====== DATASET CONTENT
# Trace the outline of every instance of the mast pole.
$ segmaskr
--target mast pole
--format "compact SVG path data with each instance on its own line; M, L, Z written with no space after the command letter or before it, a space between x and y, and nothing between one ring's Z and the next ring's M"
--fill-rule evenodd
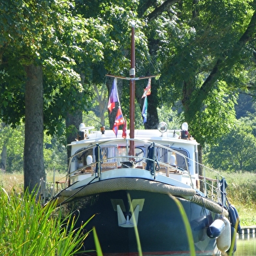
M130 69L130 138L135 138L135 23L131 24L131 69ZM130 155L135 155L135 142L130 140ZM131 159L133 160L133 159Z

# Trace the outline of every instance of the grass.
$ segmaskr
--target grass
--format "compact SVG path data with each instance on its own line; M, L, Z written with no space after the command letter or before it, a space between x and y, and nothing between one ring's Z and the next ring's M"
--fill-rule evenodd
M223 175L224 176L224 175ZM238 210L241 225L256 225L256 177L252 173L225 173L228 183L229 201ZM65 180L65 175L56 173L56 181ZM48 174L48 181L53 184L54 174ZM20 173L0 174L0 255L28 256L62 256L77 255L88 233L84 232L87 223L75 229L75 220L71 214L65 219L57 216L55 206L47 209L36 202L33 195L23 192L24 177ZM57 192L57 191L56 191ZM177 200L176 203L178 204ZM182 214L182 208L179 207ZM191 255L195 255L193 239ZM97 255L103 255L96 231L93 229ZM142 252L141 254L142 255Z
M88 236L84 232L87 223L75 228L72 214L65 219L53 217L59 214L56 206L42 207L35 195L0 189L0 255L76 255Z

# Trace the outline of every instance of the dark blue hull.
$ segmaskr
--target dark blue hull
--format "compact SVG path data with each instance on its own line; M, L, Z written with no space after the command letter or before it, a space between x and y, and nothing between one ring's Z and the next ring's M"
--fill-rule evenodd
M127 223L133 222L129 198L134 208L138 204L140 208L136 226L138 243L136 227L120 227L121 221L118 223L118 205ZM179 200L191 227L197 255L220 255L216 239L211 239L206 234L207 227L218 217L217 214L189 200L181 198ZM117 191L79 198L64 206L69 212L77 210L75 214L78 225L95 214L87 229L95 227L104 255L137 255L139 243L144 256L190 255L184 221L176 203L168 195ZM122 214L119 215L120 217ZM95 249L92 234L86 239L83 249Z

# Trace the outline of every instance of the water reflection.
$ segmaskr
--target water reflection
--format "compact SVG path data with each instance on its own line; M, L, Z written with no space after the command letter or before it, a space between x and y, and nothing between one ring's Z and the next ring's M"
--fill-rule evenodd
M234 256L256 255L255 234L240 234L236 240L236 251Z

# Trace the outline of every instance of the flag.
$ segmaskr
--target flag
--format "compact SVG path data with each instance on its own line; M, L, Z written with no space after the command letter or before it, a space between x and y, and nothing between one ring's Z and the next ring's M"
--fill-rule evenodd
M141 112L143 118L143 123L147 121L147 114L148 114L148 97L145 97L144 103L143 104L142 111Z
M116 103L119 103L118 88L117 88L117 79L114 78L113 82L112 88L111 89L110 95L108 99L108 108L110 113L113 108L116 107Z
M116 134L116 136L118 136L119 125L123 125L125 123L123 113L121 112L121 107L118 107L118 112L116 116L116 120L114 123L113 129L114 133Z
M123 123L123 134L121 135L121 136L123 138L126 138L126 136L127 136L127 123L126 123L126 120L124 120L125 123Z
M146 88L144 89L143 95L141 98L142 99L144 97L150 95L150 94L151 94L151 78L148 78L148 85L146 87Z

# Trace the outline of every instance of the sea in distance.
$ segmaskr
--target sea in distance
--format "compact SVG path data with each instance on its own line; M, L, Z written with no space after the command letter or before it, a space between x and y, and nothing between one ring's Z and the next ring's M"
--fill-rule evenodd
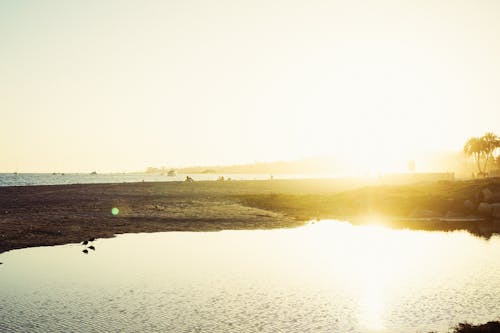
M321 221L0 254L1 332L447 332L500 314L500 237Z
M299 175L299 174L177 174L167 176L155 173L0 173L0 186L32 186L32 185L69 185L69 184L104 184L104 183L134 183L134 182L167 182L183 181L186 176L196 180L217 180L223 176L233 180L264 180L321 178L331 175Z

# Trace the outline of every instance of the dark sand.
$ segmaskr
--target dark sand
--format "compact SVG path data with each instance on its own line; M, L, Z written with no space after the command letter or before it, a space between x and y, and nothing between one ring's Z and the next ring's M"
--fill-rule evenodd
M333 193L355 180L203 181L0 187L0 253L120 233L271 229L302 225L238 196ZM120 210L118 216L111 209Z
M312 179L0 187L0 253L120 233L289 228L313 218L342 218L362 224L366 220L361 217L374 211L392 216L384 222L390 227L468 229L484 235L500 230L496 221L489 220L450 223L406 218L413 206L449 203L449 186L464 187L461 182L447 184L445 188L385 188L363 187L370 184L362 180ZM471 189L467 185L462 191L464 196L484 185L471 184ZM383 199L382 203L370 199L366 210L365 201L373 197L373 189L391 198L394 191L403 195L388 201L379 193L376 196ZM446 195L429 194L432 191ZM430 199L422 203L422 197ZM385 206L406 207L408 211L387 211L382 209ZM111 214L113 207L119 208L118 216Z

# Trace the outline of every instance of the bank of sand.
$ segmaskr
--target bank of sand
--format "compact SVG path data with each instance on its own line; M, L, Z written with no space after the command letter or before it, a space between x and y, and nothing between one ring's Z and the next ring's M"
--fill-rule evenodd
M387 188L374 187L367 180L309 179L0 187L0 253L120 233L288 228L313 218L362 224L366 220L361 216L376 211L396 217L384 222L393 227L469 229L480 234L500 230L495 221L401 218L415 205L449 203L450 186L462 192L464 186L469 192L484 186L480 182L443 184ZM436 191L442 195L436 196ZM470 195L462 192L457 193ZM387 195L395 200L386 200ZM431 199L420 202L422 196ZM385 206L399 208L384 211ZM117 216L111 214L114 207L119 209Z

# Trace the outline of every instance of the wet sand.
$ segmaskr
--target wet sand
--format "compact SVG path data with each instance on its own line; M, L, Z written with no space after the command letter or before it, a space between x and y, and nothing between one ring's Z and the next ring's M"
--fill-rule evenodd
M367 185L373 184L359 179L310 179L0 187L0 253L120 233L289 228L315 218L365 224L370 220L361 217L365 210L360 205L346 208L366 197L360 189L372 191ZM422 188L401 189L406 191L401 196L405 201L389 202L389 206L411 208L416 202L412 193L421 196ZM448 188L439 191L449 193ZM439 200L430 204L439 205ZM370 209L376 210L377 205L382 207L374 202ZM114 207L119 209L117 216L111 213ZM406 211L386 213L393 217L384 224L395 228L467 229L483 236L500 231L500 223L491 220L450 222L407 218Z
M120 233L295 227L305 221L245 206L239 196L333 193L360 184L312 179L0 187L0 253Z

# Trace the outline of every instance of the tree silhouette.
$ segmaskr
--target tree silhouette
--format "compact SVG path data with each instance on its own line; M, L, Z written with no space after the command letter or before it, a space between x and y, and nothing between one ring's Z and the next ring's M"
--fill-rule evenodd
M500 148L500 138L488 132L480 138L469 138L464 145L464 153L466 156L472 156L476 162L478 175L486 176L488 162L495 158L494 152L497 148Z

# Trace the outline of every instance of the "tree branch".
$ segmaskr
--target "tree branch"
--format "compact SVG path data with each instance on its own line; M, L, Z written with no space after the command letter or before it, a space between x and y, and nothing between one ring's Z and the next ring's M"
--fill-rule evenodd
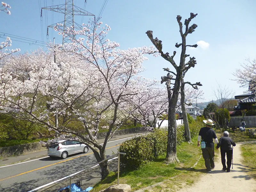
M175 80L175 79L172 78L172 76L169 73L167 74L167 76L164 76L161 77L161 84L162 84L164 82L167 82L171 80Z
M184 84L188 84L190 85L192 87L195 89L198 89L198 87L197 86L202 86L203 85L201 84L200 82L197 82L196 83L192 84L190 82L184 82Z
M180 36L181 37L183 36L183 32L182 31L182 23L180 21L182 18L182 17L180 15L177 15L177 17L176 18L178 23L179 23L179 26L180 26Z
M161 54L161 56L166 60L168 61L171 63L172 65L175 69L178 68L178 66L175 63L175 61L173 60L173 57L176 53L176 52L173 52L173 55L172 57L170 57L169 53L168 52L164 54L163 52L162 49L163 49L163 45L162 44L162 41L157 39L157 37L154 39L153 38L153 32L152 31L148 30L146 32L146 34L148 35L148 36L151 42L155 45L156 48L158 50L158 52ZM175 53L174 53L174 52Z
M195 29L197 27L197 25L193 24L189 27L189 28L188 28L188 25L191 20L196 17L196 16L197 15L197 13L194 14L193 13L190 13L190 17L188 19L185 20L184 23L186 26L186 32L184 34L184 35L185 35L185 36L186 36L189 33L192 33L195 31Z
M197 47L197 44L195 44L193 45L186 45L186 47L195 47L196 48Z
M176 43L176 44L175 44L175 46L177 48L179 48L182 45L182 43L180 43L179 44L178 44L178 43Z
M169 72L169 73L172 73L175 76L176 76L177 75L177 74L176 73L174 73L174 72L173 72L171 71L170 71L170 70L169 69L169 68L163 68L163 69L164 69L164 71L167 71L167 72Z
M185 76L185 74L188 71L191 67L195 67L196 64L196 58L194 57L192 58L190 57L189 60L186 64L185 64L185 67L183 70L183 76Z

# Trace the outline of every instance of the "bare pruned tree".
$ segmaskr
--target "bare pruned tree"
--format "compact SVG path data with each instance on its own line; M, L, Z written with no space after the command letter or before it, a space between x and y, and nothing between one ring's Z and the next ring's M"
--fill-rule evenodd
============
THE TASK: Copy everything from the start of the data down to the line that contains "M130 69L130 138L135", word for word, and leave the pictures out of your answer.

FULL OUTPUT:
# Trace the outline of every instance of the mast pole.
$ segmaskr
--target mast pole
--format "compact SVG path data with each instance on its own line; M, L, Z written with no space after the command letter or before it, a space between x and y, and nothing between one ring's Z and the next ring's M"
--fill-rule evenodd
M130 69L130 138L135 138L135 23L131 24L131 69ZM130 155L135 155L135 142L130 140ZM131 159L133 160L133 159Z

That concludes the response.